*Exercise prompt*. Every entry in the listing below has to be transcribed exactly.

*Extracted records*.
____________

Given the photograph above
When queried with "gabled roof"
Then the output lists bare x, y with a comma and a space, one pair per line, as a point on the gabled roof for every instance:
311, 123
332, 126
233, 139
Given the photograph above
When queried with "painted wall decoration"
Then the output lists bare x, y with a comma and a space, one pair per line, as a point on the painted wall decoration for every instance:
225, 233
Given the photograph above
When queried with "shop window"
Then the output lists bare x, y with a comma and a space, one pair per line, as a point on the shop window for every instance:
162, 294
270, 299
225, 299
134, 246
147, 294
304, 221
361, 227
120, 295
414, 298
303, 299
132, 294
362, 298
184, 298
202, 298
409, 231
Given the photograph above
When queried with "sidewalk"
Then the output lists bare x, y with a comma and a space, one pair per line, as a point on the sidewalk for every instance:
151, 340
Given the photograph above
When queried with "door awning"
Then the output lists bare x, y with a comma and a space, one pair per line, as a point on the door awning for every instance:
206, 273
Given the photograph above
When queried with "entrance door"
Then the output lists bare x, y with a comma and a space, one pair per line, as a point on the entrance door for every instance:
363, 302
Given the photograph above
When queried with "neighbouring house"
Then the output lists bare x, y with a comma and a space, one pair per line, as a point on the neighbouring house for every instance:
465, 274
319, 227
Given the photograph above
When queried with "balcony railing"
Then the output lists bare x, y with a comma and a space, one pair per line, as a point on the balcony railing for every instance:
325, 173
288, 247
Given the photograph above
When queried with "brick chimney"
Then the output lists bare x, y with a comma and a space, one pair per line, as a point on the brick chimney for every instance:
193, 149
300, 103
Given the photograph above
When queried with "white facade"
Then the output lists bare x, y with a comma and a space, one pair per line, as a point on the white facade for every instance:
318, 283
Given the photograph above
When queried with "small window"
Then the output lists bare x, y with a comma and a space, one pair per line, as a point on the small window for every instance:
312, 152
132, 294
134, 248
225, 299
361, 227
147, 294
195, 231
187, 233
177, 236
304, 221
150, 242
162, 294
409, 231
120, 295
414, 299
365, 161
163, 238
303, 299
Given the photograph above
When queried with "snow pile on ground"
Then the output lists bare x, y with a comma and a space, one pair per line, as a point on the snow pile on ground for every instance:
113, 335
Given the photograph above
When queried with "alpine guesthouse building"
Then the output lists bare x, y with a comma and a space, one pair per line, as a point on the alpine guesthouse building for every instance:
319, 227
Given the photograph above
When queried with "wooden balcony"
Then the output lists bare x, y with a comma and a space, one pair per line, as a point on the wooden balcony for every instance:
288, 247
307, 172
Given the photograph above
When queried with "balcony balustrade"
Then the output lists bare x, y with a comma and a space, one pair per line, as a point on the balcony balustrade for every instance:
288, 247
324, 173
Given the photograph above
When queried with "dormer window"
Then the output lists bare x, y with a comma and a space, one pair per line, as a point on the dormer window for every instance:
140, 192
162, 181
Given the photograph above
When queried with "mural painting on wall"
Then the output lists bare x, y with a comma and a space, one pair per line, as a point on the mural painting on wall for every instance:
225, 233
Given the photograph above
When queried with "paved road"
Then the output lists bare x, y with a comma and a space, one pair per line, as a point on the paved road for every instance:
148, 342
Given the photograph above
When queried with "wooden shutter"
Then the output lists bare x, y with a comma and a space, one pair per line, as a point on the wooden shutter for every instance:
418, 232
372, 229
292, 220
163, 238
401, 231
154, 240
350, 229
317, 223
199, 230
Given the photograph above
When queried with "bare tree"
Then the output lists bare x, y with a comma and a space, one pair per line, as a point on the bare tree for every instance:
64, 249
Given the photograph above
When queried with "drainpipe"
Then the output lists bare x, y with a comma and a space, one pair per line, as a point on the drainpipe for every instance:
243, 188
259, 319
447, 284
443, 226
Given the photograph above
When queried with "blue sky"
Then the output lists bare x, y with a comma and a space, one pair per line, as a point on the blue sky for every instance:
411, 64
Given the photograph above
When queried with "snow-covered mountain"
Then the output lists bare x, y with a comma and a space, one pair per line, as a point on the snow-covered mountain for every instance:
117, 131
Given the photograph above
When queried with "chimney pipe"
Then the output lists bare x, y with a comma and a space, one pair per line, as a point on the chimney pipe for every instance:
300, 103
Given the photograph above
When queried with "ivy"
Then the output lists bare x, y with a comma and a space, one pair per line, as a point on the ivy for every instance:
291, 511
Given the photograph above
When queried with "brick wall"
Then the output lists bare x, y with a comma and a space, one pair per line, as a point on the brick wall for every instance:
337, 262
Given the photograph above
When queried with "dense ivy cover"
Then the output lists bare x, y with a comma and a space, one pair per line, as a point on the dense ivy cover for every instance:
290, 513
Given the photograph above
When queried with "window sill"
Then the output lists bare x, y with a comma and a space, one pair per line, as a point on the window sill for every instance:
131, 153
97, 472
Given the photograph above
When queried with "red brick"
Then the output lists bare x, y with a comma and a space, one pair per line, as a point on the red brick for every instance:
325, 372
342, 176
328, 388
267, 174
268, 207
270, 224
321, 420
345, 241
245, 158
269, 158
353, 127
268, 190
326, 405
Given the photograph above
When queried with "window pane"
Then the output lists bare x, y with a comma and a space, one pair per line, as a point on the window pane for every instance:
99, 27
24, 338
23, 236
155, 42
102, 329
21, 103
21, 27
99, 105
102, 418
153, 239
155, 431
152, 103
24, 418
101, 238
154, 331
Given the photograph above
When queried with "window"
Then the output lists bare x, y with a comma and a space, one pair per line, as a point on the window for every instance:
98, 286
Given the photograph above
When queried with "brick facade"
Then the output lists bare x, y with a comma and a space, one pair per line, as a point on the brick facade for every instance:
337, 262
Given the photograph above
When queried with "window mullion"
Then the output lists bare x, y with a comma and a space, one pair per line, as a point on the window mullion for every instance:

____________

*Finished exercise*.
Given the photograph above
When queried with "gabled roof"
Then the output lists bare x, y with a comma and a space, one pair per line, as a point on the gabled roof for every instance:
311, 123
332, 126
233, 139
Given the photograph above
When queried with "painted wall decoration"
Then the output lists bare x, y with a comma and a space, one pair per line, as a point on the painted wall decoration for every instance:
225, 233
Given the photograph above
When queried with "shop window"
Then the output lists bare x, y with a comma and a space, one pair per line, as a point on the shop window for every instance:
162, 294
270, 299
225, 299
134, 246
147, 294
304, 221
361, 227
120, 295
414, 298
303, 299
132, 294
362, 298
184, 298
202, 298
409, 231
Given the photograph above
When queried with "sidewalk"
Then the output lists bare x, y with a comma and a space, one pair per line, as a point on the sidewalk for every instance:
151, 340
Given the photograph above
When queried with "door awning"
Then the output lists bare x, y with a comma and a space, one pair per line, as a point on the door awning for every instance:
206, 273
Given the photograph above
When queried with "entrance door"
Then the output lists bare x, y with a comma and a space, one pair per line, as a point on the entrance door for every instance:
363, 302
Given the photograph above
When queried with "neighbouring house"
Then the output lists bare x, y with a comma and a space, one pair per line, as a point on the neighbouring house for every instance:
465, 274
319, 227
Given the photograph above
When queried with "balcony railing"
Then the output lists bare x, y with a comma and a space, one pair per line, as a point on the balcony railing for every instance:
325, 173
288, 247
Given the photograph above
When queried with "brick chimney"
Then the output lists bare x, y with a comma and a space, one pair per line, as a point on the brick chimney for every instance:
193, 149
300, 103
Given the photograph above
When queried with "white facade"
Then the output lists bare x, y with a comma and a space, one pair per line, as a point on the white facade for every instance:
318, 283
Given the photograph above
When queried with "small window"
Then the output lists bare x, y with a comma and a space, one pair per line, as a point on the small window for every instance:
312, 152
132, 294
134, 248
225, 299
361, 227
147, 294
195, 231
187, 233
177, 236
304, 221
150, 242
162, 294
409, 231
120, 295
414, 299
365, 161
163, 238
303, 299
Given the photograph above
When queried with "snow pile on ground"
Then the output lists bare x, y with a comma and a space, one pair per line, as a point on the snow pile on ground for every instance:
113, 335
Given the photograph above
When queried with "alpine guesthouse building"
Then the output lists bare x, y with a comma and a space, one pair per line, as a point on the alpine guesthouse building for every instance:
319, 227
Given the photograph above
When queried with "wooden balcony"
Then the output lists bare x, y with a comma and a space, one pair per line, as a point on the wooden balcony for every instance:
288, 247
307, 172
Given the photograph above
When queried with "balcony balustrade"
Then the output lists bare x, y with a comma and a space, one pair per line, as a point on the balcony balustrade for every instance:
288, 247
324, 173
Given the photograph above
When queried with "dormer window"
Then the output lists bare x, y with a comma and a space, one pair per line, as a point on the dormer window for every instance:
140, 192
162, 181
Given the photograph above
When queried with "mural painting on wall"
Then the output lists bare x, y with a comma and a space, one pair per line, as a point on the mural painting on wall for every instance:
225, 233
Given the photograph above
When queried with "paved road"
Then the output lists bare x, y with a comma and a space, one pair per line, as a point on the paved road for every instance:
148, 342
Given the photograph above
When queried with "wooden shutter"
Then the output lists bare x, y with a comma and a space, one pair per line, as a point on the wooden shutter for every instance:
418, 232
372, 229
292, 220
163, 238
401, 231
154, 240
350, 229
317, 223
199, 230
Given the photograph above
When queried with "bare tree"
Then the output lists bare x, y with a comma and a space, one pair per line, as a point on the bare tree for every instance:
64, 249
Given the photograph above
When queried with "drainpipe"
Then the output lists bare x, y with a comma and a space, one pair per line, as a point on the drainpipe for every instance:
243, 188
259, 319
447, 284
443, 226
Given the photograph above
When queried with "blue sky"
Then the output lists bare x, y with a comma and a space, one pair per line, as a point on the blue sky for every instance:
411, 64
Given the photograph above
When queried with "snow-covered mountain"
Then the output lists bare x, y with a comma and a space, one pair per line, as a point on the snow-covered mountain for every instance:
117, 131
Given the photograph above
When queried with "chimney pipe"
Then the output lists bare x, y with a comma and a space, one pair per line, as a point on the chimney pipe for every instance:
300, 103
Given the photograph above
When queried with "ivy"
Then the output lists bare x, y with a comma and a space, one pair per line, as a point on the ivy for every instance:
291, 511
Given the photograph above
When queried with "brick wall"
Then the output lists bare x, y with a comma and a space, one pair per line, as a point on the brick wall for every instance:
337, 262
Given the photograph above
When queried with "dense ivy cover"
Then the output lists bare x, y with a comma and a space, one pair per line, as a point on the dense ivy cover for every instance:
290, 513
Given the photograph above
When queried with "window sill"
Then the output lists bare x, y with a comma and a space, one pair per line, as a point on the window sill for every instance:
131, 153
97, 472
Given the photograph above
When queried with "red brick"
Then the output lists bare x, y with a comma and a space, one pair per line, as a point on the red brick for every instance:
325, 372
342, 176
328, 388
267, 174
268, 207
270, 224
321, 420
345, 241
245, 158
269, 158
353, 127
268, 190
326, 405
Given the photograph above
When queried with "window pane"
Then the output lists bare x, y with a comma and a space, one pair per line, as a point on the window pane for every instance:
99, 27
24, 338
23, 236
155, 42
102, 329
21, 103
21, 27
99, 105
102, 418
153, 239
155, 431
152, 103
24, 418
101, 238
154, 331
Given the photograph above
When queried with "window"
Then the output lists bare x, y with a comma and a space, one pair per line, as a point on the window for every instance:
98, 286
Given the photograph above
When queried with "brick facade"
Then the output lists bare x, y with a comma and a space, one pair per line, as a point on the brick facade for every instance:
337, 262
Given the photograph above
When queried with "window mullion"
Then the output lists bare x, y with a comma and a space, one pair per line, as a point on the window mullion for every instance:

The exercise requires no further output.